The Queen's Royal Lancers (QRL) was a cavalry regiment of the British Army. It was formed in 1993 and amalgamated with the 9th/12th Royal Lancers (Prince of Wales's) on 2 May 2015 to form the Royal Lancers.

History

The regiment was formed in 1993 by the amalgamation of the 16th/5th Queen's Royal Lancers with the 17th/21st Lancers.

From its formation, the regiment served in the armoured role with first Challenger 1, then Challenger 2. However, in 2005, as part of the re-organisation of the army, the regiment started converting to the formation reconnaissance role, re-equipping with the Scimitar armoured reconnaissance vehicle.

As part of the Army 2020 reforms intended to reduce the size of the British Army in line with the Strategic Defence and Security Review, it was announced that the 9th/12th Royal Lancers would amalgamate with the Queen's Royal Lancers to form a single regiment, the Royal Lancers, on 2 May 2015.

Organisation
The regiment was organised into four squadrons, each of which perpetuates one of the antecedent regiments: 
 the 16th Lancer Squadron, 
 the 17th Lancer Squadron, 
 the 21st Lancer Squadron 
 and the 5th Lancer Squadron.

Regimental museum
The Royal Lancers and Nottinghamshire Yeomanry Museum is based at Thoresby Hall in Nottinghamshire.

● Stored data:
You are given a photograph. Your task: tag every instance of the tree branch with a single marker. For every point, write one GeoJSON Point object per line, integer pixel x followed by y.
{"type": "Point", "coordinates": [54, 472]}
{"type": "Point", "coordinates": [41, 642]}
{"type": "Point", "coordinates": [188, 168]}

● Objective 1:
In the passage on the Queen's Royal Lancers, in what year did the regiment begin converting to the formation reconnaissance role?
● Objective 2:
From the Queen's Royal Lancers passage, write out everything from "From its formation, the" down to "2 May 2015.", substituting "Sabre" for "Scimitar".

● Exercise solution 1:
2005

● Exercise solution 2:
From its formation, the regiment served in the armoured role with first Challenger 1, then Challenger 2. However, in 2005, as part of the re-organisation of the army, the regiment started converting to the formation reconnaissance role, re-equipping with the Sabre armoured reconnaissance vehicle.

As part of the Army 2020 reforms intended to reduce the size of the British Army in line with the Strategic Defence and Security Review, it was announced that the 9th/12th Royal Lancers would amalgamate with the Queen's Royal Lancers to form a single regiment, the Royal Lancers, on 2 May 2015.